[RECORDS SHOWN]
□ □ □ □ □ □ □

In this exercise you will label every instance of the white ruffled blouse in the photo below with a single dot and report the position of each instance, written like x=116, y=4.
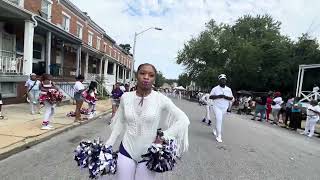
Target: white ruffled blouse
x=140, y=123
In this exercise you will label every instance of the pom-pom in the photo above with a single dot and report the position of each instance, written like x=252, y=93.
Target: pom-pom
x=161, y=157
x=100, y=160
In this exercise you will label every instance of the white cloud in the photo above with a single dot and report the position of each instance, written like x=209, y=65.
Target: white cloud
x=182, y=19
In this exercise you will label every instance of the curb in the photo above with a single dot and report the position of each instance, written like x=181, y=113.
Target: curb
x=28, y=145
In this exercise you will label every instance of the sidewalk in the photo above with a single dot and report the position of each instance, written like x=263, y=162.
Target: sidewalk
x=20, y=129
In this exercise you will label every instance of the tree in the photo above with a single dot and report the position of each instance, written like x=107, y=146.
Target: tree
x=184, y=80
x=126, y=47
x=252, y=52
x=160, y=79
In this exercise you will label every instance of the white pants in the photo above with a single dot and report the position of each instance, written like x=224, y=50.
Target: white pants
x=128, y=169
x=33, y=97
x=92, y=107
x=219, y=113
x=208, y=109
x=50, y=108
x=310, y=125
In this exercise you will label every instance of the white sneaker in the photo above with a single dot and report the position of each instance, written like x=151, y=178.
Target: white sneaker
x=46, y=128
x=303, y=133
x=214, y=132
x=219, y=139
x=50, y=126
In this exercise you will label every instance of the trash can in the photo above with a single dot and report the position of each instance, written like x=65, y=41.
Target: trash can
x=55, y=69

□ □ □ □ □ □ □

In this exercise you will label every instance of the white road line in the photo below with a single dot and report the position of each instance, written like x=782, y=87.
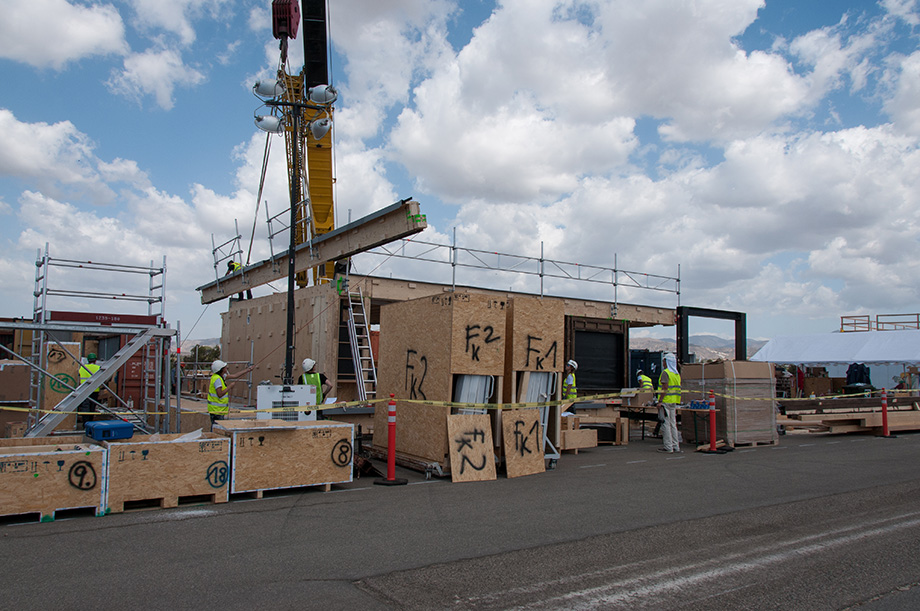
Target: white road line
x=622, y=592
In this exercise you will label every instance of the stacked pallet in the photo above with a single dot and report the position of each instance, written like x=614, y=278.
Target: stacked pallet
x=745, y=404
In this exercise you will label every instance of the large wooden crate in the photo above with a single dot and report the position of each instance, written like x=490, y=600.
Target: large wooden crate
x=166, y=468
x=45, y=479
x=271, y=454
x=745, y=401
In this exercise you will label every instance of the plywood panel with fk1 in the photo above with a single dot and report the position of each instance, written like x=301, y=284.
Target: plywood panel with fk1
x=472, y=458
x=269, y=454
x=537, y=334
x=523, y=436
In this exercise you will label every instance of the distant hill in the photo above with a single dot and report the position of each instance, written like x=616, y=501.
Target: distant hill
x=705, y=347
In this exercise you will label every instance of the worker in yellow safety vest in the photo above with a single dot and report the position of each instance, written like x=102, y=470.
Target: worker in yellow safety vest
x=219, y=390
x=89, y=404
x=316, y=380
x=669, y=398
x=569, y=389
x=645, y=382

□ □ □ □ □ □ □

[PROBLEM TO WORK ON]
Rewrite the stretch from the line containing "In this exercise you will label every instance of the stacked" through the line containing "x=745, y=404", renaming "pallet" to "skid" and leaving everything else as it stands.

[COMPLETED EXERCISE]
In this exercise you will label every instance of the stacked skid in the photo above with a single dot and report the position of each instance, written like x=614, y=278.
Target: stacked skid
x=745, y=404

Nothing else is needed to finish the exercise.